## PROBLEM STATEMENT
From the listing below, copy out every line where the word "shirt" appears.

## SOURCE RECORDS
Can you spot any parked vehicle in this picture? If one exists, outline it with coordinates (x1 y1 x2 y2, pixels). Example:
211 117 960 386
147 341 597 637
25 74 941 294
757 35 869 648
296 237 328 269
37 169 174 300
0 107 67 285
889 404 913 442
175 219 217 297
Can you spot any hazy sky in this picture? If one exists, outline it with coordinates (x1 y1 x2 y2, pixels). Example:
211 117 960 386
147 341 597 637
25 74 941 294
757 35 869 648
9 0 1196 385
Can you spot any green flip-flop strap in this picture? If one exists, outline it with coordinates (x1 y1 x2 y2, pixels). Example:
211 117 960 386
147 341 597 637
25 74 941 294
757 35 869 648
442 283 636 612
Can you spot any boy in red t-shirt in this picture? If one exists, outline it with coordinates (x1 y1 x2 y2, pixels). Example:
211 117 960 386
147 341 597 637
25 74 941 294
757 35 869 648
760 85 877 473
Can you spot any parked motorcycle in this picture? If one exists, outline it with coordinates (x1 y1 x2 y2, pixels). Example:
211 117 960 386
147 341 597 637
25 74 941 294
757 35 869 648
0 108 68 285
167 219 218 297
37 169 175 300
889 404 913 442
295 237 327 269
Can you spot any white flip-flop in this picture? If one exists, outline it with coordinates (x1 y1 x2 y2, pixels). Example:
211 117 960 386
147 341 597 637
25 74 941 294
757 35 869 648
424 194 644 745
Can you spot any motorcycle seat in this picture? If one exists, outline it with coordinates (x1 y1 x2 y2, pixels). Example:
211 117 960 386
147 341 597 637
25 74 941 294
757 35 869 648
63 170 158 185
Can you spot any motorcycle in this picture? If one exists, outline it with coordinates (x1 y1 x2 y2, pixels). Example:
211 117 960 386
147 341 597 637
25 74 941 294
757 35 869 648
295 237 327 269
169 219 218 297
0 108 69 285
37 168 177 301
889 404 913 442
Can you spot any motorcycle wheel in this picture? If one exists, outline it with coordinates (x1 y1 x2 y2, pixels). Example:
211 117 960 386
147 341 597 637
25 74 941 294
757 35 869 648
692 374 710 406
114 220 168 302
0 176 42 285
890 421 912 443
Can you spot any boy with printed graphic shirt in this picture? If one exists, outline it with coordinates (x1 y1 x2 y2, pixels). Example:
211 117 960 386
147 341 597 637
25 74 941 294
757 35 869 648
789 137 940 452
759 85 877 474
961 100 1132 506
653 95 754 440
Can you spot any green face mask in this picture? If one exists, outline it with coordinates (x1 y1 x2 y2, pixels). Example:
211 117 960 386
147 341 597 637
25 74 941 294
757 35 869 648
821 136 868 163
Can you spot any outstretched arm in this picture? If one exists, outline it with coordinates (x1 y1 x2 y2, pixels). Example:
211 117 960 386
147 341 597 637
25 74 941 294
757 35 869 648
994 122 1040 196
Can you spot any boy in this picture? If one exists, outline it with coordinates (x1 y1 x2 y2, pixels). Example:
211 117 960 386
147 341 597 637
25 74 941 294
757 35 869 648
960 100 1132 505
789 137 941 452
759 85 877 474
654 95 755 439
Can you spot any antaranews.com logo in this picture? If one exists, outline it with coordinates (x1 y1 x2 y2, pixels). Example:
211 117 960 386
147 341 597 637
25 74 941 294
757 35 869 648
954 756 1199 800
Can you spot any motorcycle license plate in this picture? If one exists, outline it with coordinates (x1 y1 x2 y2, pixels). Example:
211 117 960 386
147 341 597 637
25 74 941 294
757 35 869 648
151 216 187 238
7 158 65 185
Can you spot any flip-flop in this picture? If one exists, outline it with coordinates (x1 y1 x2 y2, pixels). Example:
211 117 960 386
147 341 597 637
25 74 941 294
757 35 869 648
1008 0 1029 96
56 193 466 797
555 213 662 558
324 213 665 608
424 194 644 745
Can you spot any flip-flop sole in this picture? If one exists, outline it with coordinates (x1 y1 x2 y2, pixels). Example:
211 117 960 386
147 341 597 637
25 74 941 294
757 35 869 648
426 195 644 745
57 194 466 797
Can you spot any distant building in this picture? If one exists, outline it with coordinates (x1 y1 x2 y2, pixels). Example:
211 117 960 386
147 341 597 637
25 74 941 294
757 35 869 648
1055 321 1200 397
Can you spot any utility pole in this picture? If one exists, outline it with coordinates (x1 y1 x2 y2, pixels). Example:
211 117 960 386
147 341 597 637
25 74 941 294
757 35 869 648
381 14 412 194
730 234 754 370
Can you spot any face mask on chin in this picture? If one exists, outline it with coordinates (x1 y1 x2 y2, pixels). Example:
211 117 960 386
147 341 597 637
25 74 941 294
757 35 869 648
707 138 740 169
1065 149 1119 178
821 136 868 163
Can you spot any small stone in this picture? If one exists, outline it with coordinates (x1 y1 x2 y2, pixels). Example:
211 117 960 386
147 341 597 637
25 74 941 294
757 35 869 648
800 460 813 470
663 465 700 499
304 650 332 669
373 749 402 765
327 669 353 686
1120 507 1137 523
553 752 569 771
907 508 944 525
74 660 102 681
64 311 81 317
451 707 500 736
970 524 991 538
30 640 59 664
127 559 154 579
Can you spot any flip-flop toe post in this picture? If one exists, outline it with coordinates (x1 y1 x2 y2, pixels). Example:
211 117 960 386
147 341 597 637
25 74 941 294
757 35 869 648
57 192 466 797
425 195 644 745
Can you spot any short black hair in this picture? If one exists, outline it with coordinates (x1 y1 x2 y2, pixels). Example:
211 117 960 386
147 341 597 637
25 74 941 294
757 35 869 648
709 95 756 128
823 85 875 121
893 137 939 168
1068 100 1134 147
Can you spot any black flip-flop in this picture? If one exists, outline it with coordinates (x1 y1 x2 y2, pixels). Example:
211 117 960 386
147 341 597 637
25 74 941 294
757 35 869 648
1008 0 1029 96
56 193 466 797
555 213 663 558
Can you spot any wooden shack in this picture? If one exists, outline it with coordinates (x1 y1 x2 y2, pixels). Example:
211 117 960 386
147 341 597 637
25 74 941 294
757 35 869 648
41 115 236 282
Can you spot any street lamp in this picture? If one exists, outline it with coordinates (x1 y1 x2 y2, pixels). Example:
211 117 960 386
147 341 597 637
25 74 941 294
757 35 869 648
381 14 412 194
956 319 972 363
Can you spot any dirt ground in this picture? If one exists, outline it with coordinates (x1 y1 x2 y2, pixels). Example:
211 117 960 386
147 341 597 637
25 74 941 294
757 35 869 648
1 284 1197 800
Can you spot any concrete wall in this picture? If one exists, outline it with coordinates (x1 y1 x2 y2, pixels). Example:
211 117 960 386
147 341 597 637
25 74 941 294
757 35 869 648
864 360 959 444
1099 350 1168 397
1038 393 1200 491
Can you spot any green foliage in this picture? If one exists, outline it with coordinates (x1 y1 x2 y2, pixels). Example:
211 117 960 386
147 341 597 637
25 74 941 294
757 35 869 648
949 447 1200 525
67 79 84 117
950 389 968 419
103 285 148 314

--

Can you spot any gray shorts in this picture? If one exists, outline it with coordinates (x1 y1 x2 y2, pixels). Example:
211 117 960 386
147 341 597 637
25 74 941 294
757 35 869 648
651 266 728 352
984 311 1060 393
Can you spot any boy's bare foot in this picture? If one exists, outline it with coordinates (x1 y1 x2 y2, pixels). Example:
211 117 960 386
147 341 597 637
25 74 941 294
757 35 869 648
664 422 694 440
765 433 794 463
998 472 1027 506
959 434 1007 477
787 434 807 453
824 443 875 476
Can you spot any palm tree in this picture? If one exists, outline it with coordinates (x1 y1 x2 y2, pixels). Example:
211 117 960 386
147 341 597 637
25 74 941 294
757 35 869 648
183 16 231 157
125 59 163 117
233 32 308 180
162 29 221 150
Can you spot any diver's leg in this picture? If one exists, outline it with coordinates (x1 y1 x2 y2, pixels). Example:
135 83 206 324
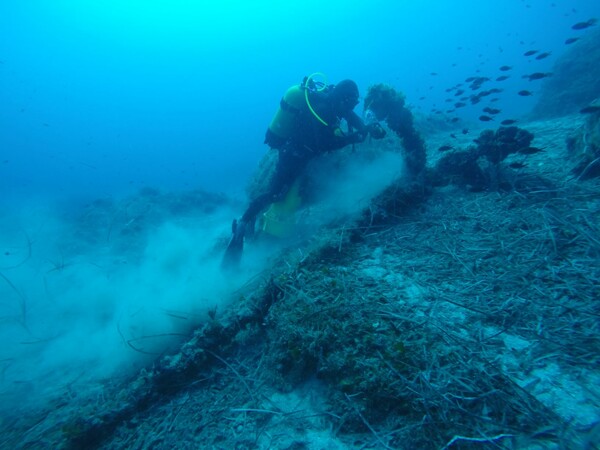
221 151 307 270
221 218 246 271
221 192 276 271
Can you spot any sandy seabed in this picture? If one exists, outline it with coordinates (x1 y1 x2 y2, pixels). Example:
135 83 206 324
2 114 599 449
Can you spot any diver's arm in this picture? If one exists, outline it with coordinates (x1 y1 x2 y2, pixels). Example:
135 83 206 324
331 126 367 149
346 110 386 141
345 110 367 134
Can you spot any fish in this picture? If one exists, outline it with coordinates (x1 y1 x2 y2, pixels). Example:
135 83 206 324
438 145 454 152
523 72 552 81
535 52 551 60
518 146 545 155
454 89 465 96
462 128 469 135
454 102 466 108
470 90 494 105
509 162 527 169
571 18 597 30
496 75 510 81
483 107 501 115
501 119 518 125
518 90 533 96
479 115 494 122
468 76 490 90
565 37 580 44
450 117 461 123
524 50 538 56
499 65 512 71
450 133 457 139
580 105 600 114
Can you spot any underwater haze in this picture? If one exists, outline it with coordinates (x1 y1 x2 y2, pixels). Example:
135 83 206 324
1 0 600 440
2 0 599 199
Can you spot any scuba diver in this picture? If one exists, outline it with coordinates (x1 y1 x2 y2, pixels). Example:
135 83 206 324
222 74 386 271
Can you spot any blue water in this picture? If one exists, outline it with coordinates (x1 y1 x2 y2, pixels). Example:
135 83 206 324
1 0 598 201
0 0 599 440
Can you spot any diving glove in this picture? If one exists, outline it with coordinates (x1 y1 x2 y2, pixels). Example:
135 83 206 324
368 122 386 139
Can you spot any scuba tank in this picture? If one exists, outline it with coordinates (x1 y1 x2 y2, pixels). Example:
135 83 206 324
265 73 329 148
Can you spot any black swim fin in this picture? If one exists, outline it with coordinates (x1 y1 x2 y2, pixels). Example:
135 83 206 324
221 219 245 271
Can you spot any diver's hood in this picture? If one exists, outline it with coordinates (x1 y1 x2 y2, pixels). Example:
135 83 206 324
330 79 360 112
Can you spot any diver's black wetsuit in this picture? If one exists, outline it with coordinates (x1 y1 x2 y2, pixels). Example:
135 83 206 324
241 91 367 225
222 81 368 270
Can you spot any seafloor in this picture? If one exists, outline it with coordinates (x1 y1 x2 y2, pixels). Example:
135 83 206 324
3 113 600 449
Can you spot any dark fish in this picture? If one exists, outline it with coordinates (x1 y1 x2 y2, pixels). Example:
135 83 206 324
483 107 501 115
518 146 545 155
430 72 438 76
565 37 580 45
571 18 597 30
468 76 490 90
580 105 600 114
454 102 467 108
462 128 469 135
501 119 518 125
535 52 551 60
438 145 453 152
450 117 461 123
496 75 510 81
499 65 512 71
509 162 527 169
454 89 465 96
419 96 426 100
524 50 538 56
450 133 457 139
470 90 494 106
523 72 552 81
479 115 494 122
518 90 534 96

## ANSWER SECTION
Can you spot any boy in red t-shirt in this picture? If one exists, outline it with coordinates (x1 y1 x2 y2, pixels). Example:
Can you spot any boy with printed graphic shirt in this picture? If one exists, outline it with coordinates (x1 y1 x2 y2, pixels). Example:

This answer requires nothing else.